Requirements -> Copy the lines below character for character, omitting the pictures.

##### Available data #####

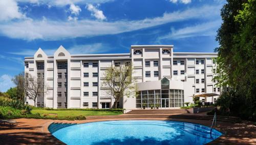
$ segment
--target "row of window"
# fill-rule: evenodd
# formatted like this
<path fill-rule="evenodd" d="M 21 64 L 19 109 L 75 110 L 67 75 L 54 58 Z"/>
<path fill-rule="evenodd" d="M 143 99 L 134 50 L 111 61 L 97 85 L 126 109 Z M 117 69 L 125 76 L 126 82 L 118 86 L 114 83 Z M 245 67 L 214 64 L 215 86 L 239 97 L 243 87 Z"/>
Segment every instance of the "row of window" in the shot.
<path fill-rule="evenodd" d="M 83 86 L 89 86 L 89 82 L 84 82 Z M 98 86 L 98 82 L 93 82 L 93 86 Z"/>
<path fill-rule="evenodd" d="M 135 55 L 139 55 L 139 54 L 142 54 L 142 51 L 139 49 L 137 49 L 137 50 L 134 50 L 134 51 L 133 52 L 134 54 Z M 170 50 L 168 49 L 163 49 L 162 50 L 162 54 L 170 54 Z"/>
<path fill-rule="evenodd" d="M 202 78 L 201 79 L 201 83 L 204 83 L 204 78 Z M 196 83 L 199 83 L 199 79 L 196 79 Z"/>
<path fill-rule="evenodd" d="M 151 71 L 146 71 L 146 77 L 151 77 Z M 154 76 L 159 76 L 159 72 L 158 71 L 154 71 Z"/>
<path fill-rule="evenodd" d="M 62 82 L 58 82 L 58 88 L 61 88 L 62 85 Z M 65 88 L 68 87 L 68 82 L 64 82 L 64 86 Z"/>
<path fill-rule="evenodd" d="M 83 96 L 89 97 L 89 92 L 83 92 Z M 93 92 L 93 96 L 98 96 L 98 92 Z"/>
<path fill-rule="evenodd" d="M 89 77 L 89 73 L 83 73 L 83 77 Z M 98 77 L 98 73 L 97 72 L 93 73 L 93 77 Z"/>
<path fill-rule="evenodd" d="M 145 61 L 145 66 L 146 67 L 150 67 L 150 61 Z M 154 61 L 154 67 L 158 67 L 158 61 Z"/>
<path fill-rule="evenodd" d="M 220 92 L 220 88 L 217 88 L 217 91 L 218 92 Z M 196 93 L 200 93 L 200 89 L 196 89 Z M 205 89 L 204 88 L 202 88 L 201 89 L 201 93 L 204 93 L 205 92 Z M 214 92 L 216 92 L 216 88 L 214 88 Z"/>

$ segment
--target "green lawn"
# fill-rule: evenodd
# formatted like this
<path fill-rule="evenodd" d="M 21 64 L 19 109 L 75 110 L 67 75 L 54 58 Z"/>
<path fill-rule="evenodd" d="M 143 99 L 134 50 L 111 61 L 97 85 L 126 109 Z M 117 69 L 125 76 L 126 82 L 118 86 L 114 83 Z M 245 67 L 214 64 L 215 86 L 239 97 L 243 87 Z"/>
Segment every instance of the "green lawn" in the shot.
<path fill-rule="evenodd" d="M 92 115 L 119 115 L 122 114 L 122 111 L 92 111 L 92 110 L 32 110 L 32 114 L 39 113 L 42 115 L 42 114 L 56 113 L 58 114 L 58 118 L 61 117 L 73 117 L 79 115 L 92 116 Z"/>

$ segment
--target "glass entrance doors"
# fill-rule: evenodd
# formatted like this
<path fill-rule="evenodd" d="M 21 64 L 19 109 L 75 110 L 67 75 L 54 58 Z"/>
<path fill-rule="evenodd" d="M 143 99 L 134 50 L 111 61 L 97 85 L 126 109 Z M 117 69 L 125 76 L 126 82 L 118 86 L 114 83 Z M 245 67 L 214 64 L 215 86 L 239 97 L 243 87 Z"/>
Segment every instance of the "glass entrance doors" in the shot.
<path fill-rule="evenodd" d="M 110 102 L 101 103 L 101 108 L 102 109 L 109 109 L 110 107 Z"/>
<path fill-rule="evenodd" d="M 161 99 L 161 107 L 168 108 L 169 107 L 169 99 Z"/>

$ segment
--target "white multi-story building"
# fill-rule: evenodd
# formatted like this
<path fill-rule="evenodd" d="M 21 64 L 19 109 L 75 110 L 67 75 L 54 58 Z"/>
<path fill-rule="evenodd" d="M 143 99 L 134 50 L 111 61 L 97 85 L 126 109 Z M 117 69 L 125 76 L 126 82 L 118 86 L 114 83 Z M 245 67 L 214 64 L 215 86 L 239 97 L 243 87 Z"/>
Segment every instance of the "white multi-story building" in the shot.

#####

Task output ->
$ segment
--target "row of window"
# fill-rule: evenodd
# formatted like this
<path fill-rule="evenodd" d="M 21 64 L 19 109 L 75 110 L 67 75 L 54 58 Z"/>
<path fill-rule="evenodd" d="M 143 99 L 134 50 L 111 61 L 97 85 L 126 109 Z M 117 69 L 125 76 L 126 82 L 118 86 L 114 83 Z M 245 67 L 214 64 L 215 86 L 239 97 L 243 87 Z"/>
Segment every instance of the "row of window" in the shot.
<path fill-rule="evenodd" d="M 83 86 L 89 86 L 89 82 L 84 82 Z M 98 86 L 98 82 L 93 82 L 93 86 Z"/>
<path fill-rule="evenodd" d="M 135 55 L 139 55 L 139 54 L 142 54 L 142 51 L 139 49 L 137 49 L 137 50 L 134 50 L 134 51 L 133 52 L 134 54 Z M 170 50 L 168 49 L 163 49 L 162 50 L 162 54 L 170 54 Z"/>
<path fill-rule="evenodd" d="M 202 78 L 201 79 L 201 83 L 204 83 L 204 78 Z M 196 83 L 199 83 L 199 79 L 196 79 Z"/>
<path fill-rule="evenodd" d="M 151 71 L 146 71 L 146 77 L 151 77 Z M 154 76 L 159 76 L 159 72 L 158 71 L 154 71 Z"/>
<path fill-rule="evenodd" d="M 62 82 L 58 82 L 58 88 L 61 88 L 62 85 Z M 65 88 L 68 87 L 68 82 L 64 82 L 64 86 Z"/>
<path fill-rule="evenodd" d="M 83 96 L 89 97 L 89 92 L 83 92 Z M 93 92 L 93 96 L 98 96 L 98 92 Z"/>
<path fill-rule="evenodd" d="M 89 77 L 89 73 L 83 73 L 83 77 Z M 98 77 L 98 73 L 97 72 L 93 73 L 93 77 Z"/>
<path fill-rule="evenodd" d="M 145 61 L 145 66 L 146 67 L 150 67 L 150 61 Z M 154 61 L 154 67 L 158 67 L 158 61 Z"/>
<path fill-rule="evenodd" d="M 220 92 L 220 88 L 217 88 L 217 91 L 218 92 Z M 196 93 L 200 93 L 200 89 L 196 89 Z M 205 89 L 204 88 L 202 88 L 201 89 L 201 93 L 204 93 L 205 92 Z M 214 92 L 216 92 L 216 88 L 214 88 Z"/>

$ segment
--target "green lawn"
# fill-rule: evenodd
# formatted like this
<path fill-rule="evenodd" d="M 21 64 L 19 109 L 75 110 L 67 75 L 54 58 Z"/>
<path fill-rule="evenodd" d="M 143 99 L 134 50 L 111 61 L 97 85 L 126 109 Z M 117 69 L 125 76 L 126 82 L 118 86 L 114 83 Z M 245 67 L 214 64 L 215 86 L 239 97 L 243 87 Z"/>
Segment every instance of the "green lawn" in the shot.
<path fill-rule="evenodd" d="M 92 115 L 119 115 L 122 114 L 122 111 L 92 111 L 92 110 L 32 110 L 32 114 L 39 113 L 42 115 L 42 114 L 56 113 L 58 114 L 58 118 L 61 117 L 73 117 L 79 115 L 92 116 Z"/>

$ segment
--target "glass entrance doors"
# fill-rule: evenodd
# formatted like this
<path fill-rule="evenodd" d="M 21 64 L 19 109 L 75 110 L 67 75 L 54 58 Z"/>
<path fill-rule="evenodd" d="M 143 99 L 134 50 L 111 61 L 97 85 L 126 109 Z M 117 69 L 125 76 L 126 82 L 118 86 L 114 83 Z M 245 67 L 214 64 L 215 86 L 239 97 L 243 87 Z"/>
Segment every instance of the "glass entrance doors" in the shot.
<path fill-rule="evenodd" d="M 110 102 L 101 103 L 101 108 L 102 109 L 109 109 L 110 107 Z"/>
<path fill-rule="evenodd" d="M 161 99 L 161 107 L 168 108 L 169 107 L 169 99 Z"/>

$ segment
--target "white multi-story building"
# fill-rule: evenodd
# formatted like this
<path fill-rule="evenodd" d="M 21 64 L 19 109 L 75 110 L 67 75 L 54 58 Z"/>
<path fill-rule="evenodd" d="M 143 99 L 134 50 L 111 61 L 97 85 L 126 109 Z M 117 69 L 125 76 L 126 82 L 118 86 L 114 83 Z M 245 67 L 214 64 L 215 86 L 239 97 L 243 87 Z"/>
Segment every instance of the "white multi-story building" in the shot.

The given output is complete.